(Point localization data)

BEGIN

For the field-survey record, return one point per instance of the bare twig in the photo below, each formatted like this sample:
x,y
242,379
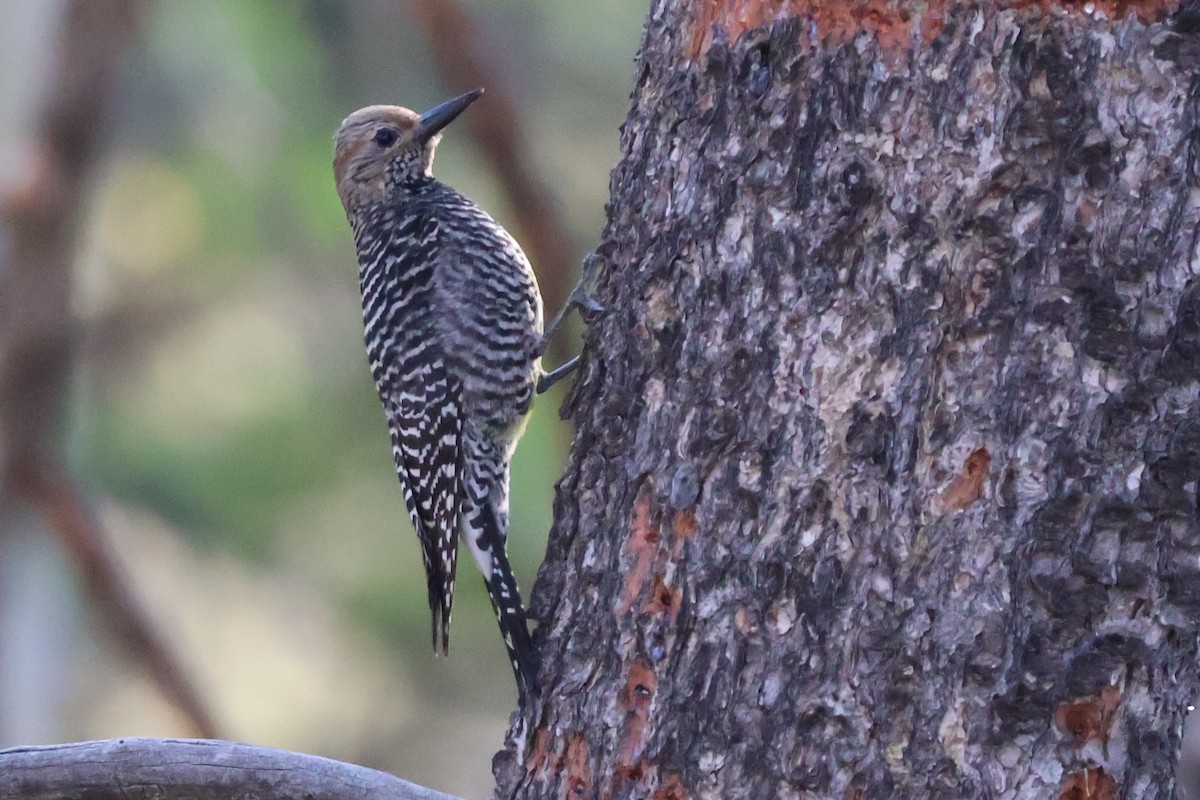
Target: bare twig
x,y
496,125
196,769
37,329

END

(EXERCISE) Restate the data above word for word. Skip every picture.

(TASK OUTPUT)
For the field-survey record, return one point per instance of the bare twig in the photo below, each formatted like this sample:
x,y
242,379
Target: bare twig
x,y
496,125
196,769
37,329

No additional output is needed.